Without the pictures, set down the records below word for word.

Extracted records
####################

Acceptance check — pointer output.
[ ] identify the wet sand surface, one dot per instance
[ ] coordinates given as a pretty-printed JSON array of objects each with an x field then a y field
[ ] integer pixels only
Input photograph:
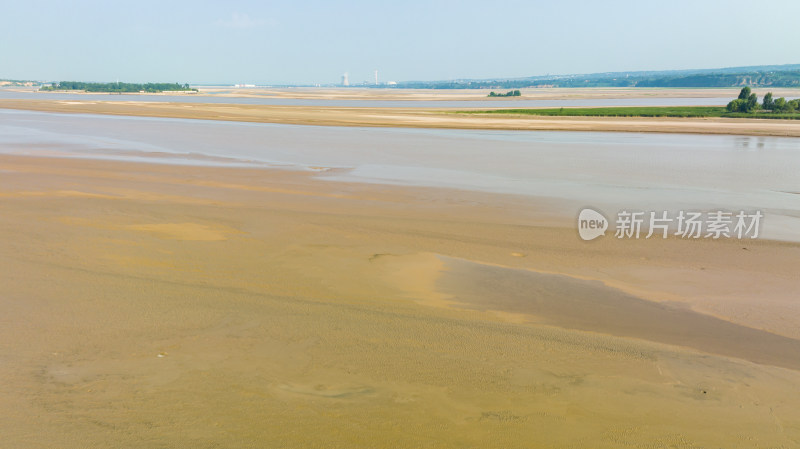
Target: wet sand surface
[
  {"x": 571, "y": 303},
  {"x": 407, "y": 117},
  {"x": 147, "y": 305}
]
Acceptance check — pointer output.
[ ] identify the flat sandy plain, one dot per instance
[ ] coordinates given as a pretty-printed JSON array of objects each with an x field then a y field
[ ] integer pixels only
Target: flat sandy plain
[
  {"x": 405, "y": 117},
  {"x": 149, "y": 305}
]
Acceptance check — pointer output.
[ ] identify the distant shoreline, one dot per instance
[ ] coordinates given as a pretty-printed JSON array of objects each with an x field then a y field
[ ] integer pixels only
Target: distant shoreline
[{"x": 411, "y": 117}]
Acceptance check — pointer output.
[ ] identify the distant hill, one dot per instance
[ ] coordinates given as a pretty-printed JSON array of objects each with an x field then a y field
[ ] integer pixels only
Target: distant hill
[{"x": 754, "y": 76}]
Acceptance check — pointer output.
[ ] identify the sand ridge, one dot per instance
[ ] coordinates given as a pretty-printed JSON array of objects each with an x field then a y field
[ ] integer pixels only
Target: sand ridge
[{"x": 310, "y": 325}]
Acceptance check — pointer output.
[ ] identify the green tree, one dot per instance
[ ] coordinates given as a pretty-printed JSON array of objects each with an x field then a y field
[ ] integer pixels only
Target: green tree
[
  {"x": 745, "y": 93},
  {"x": 781, "y": 105},
  {"x": 767, "y": 103}
]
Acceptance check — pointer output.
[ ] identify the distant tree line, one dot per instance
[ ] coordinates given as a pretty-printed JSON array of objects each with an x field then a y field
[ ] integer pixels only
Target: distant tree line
[
  {"x": 785, "y": 78},
  {"x": 748, "y": 102},
  {"x": 119, "y": 87},
  {"x": 510, "y": 93}
]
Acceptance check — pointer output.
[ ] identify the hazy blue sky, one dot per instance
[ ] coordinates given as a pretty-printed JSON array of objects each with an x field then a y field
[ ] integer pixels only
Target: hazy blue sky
[{"x": 317, "y": 41}]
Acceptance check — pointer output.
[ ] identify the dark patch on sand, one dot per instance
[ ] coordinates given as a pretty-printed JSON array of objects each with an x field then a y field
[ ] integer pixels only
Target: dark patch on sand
[{"x": 592, "y": 306}]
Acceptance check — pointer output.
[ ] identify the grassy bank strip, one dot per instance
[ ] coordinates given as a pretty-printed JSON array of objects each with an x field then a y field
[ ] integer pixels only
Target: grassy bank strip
[{"x": 650, "y": 111}]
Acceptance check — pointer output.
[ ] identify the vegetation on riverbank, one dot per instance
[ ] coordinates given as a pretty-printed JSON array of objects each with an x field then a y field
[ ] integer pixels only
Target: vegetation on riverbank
[
  {"x": 119, "y": 87},
  {"x": 649, "y": 111},
  {"x": 510, "y": 93}
]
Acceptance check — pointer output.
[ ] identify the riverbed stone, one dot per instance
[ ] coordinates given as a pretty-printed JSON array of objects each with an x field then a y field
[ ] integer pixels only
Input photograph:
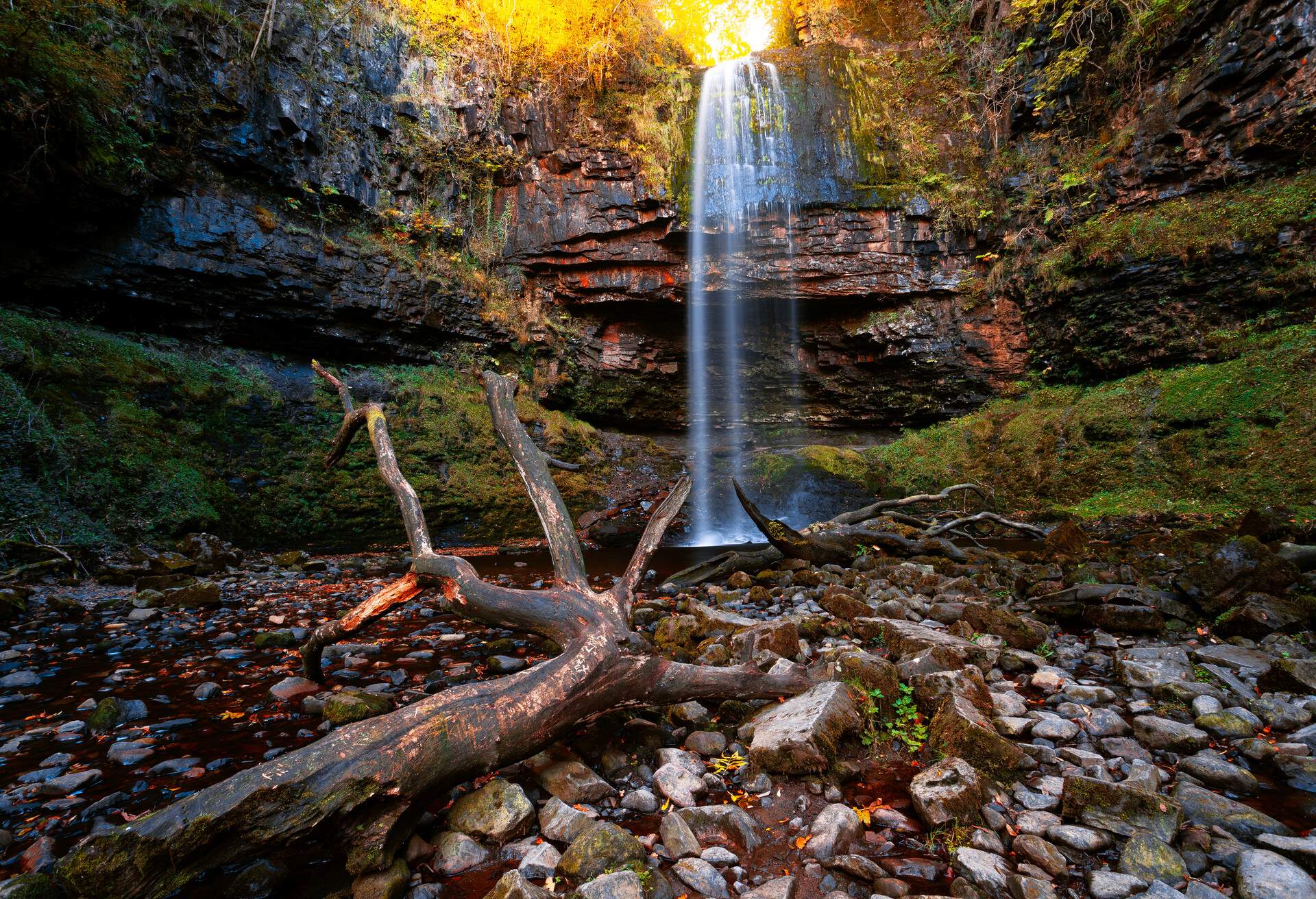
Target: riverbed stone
[
  {"x": 619, "y": 885},
  {"x": 541, "y": 861},
  {"x": 1119, "y": 809},
  {"x": 960, "y": 730},
  {"x": 291, "y": 689},
  {"x": 1018, "y": 632},
  {"x": 677, "y": 837},
  {"x": 1157, "y": 732},
  {"x": 1152, "y": 666},
  {"x": 987, "y": 872},
  {"x": 949, "y": 790},
  {"x": 779, "y": 887},
  {"x": 498, "y": 811},
  {"x": 679, "y": 785},
  {"x": 602, "y": 848},
  {"x": 719, "y": 824},
  {"x": 1112, "y": 885},
  {"x": 574, "y": 782},
  {"x": 1214, "y": 770},
  {"x": 1264, "y": 874},
  {"x": 1226, "y": 726},
  {"x": 515, "y": 886},
  {"x": 833, "y": 830},
  {"x": 1207, "y": 809},
  {"x": 1037, "y": 850},
  {"x": 456, "y": 852},
  {"x": 702, "y": 877},
  {"x": 561, "y": 822},
  {"x": 1151, "y": 859},
  {"x": 389, "y": 883},
  {"x": 352, "y": 706},
  {"x": 803, "y": 733}
]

####################

■ **The output**:
Acceptance check — pointer output.
[ ] identify the wet sand surface, one dot per instance
[ ] coordinates given as a pretty-printed JSON array of objects each with an x field then a y field
[ ] integer pixels only
Input photograph:
Target: wet sand surface
[
  {"x": 571, "y": 303},
  {"x": 407, "y": 117},
  {"x": 147, "y": 305}
]
Acceptance check — pointer output.
[ ] identify the flat sandy plain, one dot per instance
[ ] coordinates given as a pretty-printed JSON array of objects each with an x field then a y field
[ ] integer pixels only
Target: flat sandy plain
[
  {"x": 405, "y": 117},
  {"x": 149, "y": 305}
]
Acceptance check — pointer output.
[ ] identify the distant shoreline, one dot per instance
[ ] coordinates given as a pretty-printed JSON array of objects each with an x field then a y field
[ ] integer pixels only
Target: distant shoreline
[{"x": 411, "y": 117}]
Acceptance check — pointer output.
[ ] identify the distant hill, one dot per instance
[ ] coordinates given as a pretty-printed JSON array of objects each with an x field then a y field
[ ] integer pixels only
Target: distant hill
[{"x": 754, "y": 76}]
Acceptance check — pointer output.
[ ] identify the sand ridge, one dot per instance
[ ] coordinates given as a pretty-printed JSON array of objects each with an x field then a y field
[ ] integer pixels only
Target: sand ridge
[{"x": 310, "y": 325}]
Acceptance check — pointer output.
[ ] identify the green tree, one dot per instance
[ ] coordinates given as a pretty-printed JSON array of objects each with an x field then a y field
[ ] integer pixels only
Target: green tree
[
  {"x": 745, "y": 93},
  {"x": 781, "y": 105},
  {"x": 767, "y": 103}
]
Acceptance check — pointer output.
[ ] identify the distant tree line, one dot per instance
[ ] coordinates given as a pretty-printed JSON array of objects each with an x field then a y field
[ ] integer pixels only
Target: distant tree line
[
  {"x": 785, "y": 78},
  {"x": 748, "y": 102},
  {"x": 119, "y": 87},
  {"x": 510, "y": 93}
]
Acceptance check — pointer output.
[ ] identify the hazy blue sky, one dot per instance
[ ] coordinates given as a pretty-printed JSON array of objects each with an x field then a y field
[ ] integer pixels only
Target: hazy blue sky
[{"x": 317, "y": 41}]
Acceptance check — pointer output.
[ ] identify the dark patch on sand, one dot per instance
[ ] coordinates given as a pretty-printed JSON array of objects each with an x field then a y field
[ ] integer pixels only
Target: dark patch on sand
[{"x": 592, "y": 306}]
Acceptance check — pointer output.
[ ] identify the grassy bank strip, one dot per instance
[ ] coordinates given as a pretty-printed JSON array of objects each with an x field then a y field
[ ] integer pixels only
Target: grassy bank strip
[{"x": 650, "y": 111}]
Acceptance check — pointer output.
[ ] identify the vegetation on riverbank, one dot per instance
[ ] coordinates given as a pretty-printed JSON array of objects each with an x field then a y field
[ ] integer pixels only
Target: vegetation on riverbank
[
  {"x": 119, "y": 87},
  {"x": 649, "y": 111},
  {"x": 510, "y": 93}
]
Acceptance check — pointer output.
[ ] identify the riverbed stone, one dot per instance
[ ] coordinates given as a pretty-printed JSON array of objects each with an x field then a y field
[ ] integer pixels only
Input photograph:
Target: riverbed stone
[
  {"x": 619, "y": 885},
  {"x": 541, "y": 861},
  {"x": 1119, "y": 809},
  {"x": 960, "y": 730},
  {"x": 291, "y": 689},
  {"x": 1018, "y": 632},
  {"x": 677, "y": 837},
  {"x": 1157, "y": 732},
  {"x": 1152, "y": 666},
  {"x": 987, "y": 872},
  {"x": 949, "y": 790},
  {"x": 779, "y": 887},
  {"x": 498, "y": 811},
  {"x": 679, "y": 785},
  {"x": 602, "y": 848},
  {"x": 719, "y": 824},
  {"x": 1112, "y": 885},
  {"x": 574, "y": 782},
  {"x": 1214, "y": 770},
  {"x": 1264, "y": 874},
  {"x": 1226, "y": 726},
  {"x": 515, "y": 886},
  {"x": 833, "y": 830},
  {"x": 1207, "y": 809},
  {"x": 1037, "y": 850},
  {"x": 456, "y": 852},
  {"x": 702, "y": 877},
  {"x": 561, "y": 822},
  {"x": 1151, "y": 859},
  {"x": 389, "y": 883},
  {"x": 352, "y": 706},
  {"x": 803, "y": 733}
]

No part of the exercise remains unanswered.